**Given task a:** Copy the rows below without any change, starting at the line that has "# test: identify the wall-mounted" and ending with the last line of the rows.

**Reading text:**
====

2014/068) which is greater $\cos(\sin\, x)$ or $\sin(\cos\, x)$

we have
$\cos(\sin\, x)-\sin(\cos\, x)$
= $\cos(\sin\, x)-\cos(\dfrac{\pi}{2}- \cos\, x)$
= $\cos(\sin\, x)+\cos(\dfrac{\pi}{2}+ \cos\, x)$
=  $2 \cos \dfrac{\sin\, x+\dfrac{\pi}{2}+ \cos\, x}{2} \cos \dfrac{-\sin\, x+\dfrac{\pi}{2}+ \cos\, x}{2}$
=  $2 \cos\ t \ \cos \ s$
where $t= \dfrac{\sin\, x+\dfrac{\pi}{2}+ \cos\, x}{2}$
and $s=  \dfrac{-\sin\, x+\dfrac{\pi}{2}+ \cos\, x}{2}$

is product of 2 terms and we can show that both t and s are between 0 and $\frac{\pi}{2}$

we have $\sin\, x\pm \cos\, x= \sqrt{2}\sin ( x\pm \dfrac{\pi}{4})$ so between $- \sqrt{2}$ and $\sqrt{2}$

hence s and t both are positive and less than $\frac{\pi}{2}$ so the difference $\cos(\sin\, x)-\sin(\cos\, x)\gt \ 0$ and hence
$\cos(\sin\, x) \gt \sin(\cos\, x)$

====

**Stored rows:**
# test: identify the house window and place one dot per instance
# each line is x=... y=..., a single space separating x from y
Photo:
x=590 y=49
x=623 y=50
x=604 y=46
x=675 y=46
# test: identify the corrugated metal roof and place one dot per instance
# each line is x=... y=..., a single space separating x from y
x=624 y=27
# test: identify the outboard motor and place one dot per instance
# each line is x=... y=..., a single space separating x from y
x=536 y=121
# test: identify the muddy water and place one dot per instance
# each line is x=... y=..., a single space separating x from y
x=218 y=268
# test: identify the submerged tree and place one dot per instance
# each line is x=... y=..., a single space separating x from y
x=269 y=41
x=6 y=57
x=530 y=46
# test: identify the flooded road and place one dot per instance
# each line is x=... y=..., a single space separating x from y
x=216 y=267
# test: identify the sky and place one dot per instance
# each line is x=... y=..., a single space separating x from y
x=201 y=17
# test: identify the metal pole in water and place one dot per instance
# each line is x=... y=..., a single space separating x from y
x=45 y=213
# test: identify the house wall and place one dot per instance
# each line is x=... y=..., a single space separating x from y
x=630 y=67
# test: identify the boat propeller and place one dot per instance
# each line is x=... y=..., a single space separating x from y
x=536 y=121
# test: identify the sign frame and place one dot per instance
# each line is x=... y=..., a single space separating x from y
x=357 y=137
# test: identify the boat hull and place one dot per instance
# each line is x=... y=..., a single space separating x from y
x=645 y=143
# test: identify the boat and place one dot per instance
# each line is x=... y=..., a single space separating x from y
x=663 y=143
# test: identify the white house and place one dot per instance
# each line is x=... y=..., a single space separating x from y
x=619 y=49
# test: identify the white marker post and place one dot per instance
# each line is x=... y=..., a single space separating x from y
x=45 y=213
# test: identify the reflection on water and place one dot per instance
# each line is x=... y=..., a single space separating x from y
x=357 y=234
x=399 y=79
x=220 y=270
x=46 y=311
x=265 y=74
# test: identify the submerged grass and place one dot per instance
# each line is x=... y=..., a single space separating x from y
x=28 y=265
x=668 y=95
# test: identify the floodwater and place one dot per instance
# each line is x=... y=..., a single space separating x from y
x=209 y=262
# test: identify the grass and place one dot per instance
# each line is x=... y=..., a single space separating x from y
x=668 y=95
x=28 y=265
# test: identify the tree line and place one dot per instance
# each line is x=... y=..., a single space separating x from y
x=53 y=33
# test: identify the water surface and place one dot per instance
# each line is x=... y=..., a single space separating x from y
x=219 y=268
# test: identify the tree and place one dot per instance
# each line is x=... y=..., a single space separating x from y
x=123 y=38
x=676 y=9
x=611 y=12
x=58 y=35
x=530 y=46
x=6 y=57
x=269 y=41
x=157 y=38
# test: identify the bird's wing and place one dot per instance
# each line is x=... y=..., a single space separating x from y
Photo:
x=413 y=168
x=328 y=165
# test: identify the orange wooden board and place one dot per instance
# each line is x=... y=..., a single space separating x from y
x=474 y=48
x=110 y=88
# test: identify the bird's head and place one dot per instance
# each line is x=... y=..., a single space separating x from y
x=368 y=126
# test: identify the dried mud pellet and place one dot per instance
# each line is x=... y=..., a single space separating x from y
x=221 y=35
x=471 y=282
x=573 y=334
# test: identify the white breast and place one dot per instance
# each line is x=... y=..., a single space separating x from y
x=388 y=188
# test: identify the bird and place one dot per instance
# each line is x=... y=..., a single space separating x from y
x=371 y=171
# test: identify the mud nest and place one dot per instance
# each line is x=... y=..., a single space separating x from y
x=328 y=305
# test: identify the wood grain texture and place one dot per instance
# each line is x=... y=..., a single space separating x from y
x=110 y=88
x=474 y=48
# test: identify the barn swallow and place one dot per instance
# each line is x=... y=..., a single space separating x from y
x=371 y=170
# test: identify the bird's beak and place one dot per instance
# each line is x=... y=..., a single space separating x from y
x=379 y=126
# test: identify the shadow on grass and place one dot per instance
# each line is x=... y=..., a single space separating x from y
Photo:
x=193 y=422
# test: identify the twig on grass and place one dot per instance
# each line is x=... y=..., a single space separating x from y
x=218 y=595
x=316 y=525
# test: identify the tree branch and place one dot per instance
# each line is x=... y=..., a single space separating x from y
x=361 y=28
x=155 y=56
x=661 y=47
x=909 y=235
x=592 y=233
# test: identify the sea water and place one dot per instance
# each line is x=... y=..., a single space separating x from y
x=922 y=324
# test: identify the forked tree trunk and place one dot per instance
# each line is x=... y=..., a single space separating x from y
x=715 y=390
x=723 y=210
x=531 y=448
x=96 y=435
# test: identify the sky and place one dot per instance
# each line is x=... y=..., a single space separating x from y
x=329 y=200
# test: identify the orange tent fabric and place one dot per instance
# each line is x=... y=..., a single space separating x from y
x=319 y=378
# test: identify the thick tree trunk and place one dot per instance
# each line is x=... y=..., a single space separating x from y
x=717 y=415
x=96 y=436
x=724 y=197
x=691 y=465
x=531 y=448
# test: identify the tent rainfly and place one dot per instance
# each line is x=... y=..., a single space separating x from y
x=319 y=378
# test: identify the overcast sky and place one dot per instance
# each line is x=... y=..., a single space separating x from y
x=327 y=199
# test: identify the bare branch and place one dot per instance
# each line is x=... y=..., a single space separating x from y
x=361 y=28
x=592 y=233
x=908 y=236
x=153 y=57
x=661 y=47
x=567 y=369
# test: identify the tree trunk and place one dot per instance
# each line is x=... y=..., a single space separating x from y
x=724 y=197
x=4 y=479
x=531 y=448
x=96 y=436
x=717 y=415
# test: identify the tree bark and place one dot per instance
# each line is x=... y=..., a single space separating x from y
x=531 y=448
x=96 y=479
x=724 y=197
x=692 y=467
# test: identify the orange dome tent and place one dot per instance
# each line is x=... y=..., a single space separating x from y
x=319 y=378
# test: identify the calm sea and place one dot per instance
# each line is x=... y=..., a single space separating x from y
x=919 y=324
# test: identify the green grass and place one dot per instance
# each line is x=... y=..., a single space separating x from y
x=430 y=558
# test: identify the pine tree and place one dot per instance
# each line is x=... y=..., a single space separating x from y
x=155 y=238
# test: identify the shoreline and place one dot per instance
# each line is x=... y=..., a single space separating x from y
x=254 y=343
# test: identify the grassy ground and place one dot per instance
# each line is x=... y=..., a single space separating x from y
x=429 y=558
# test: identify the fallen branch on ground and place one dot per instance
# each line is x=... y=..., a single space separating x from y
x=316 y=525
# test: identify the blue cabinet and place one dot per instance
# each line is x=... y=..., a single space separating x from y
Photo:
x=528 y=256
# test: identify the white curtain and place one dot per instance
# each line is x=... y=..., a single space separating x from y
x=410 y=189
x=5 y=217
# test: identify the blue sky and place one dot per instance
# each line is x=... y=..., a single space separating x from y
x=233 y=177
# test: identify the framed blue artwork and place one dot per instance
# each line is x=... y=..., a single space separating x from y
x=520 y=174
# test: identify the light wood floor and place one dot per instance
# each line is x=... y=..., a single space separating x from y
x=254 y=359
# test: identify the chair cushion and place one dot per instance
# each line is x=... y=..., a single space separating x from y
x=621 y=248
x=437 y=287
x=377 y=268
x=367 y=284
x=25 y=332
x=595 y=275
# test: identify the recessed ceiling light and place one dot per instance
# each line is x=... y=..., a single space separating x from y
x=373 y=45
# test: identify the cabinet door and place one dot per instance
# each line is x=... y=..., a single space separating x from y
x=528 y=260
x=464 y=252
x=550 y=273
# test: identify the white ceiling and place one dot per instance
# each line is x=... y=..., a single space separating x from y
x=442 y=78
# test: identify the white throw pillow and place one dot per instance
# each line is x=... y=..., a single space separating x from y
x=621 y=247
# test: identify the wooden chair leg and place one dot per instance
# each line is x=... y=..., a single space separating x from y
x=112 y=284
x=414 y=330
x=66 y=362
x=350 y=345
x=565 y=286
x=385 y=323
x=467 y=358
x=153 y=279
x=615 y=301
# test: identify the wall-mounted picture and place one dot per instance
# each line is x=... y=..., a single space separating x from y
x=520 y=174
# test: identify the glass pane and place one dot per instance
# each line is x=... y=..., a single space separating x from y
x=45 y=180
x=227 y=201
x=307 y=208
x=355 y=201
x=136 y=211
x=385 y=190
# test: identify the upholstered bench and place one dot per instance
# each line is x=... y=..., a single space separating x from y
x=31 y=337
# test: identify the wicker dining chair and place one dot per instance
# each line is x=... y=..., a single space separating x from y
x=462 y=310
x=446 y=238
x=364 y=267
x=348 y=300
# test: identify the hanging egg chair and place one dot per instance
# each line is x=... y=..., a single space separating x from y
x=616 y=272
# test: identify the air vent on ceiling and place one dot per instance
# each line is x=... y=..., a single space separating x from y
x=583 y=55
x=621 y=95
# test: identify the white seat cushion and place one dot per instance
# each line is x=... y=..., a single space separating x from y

====

**Given task b:** In the worked comparison of cos(sin x) and sin(cos x), what reason is given for s and t both lying between 0 and π/2? Answer in one to three sentences.

**Written reply a:**
# test: identify the wall-mounted picture and place one dot per instance
# each line is x=... y=..., a single space separating x from y
x=520 y=174
# test: identify the glass pane and place one dot per instance
# each line is x=... y=..., a single space separating x from y
x=45 y=180
x=227 y=201
x=307 y=208
x=355 y=201
x=136 y=211
x=385 y=190
# test: identify the upholstered bench and place one dot per instance
# each line is x=... y=..., a single space separating x from y
x=31 y=337
# test: identify the wicker dining chair and place one dot per instance
# each line is x=... y=..., a single space separating x from y
x=462 y=310
x=446 y=238
x=364 y=267
x=348 y=300
# test: identify the hanging egg chair and place one dot per instance
# each line is x=... y=..., a single space separating x from y
x=616 y=272
# test: identify the air vent on ceiling and place one dot per instance
# each line is x=... y=..., a single space separating x from y
x=583 y=55
x=621 y=95
# test: identify the white seat cushion and place one dot per instance
# each line is x=... y=..., a single space separating x from y

**Written reply b:** The solution uses the identity sin x ± cos x = √2 sin(x ± π/4). This shows that sin x + cos x and −sin x + cos x lie between −√2 and √2. From this it concludes that s and t are both positive and less than π/2.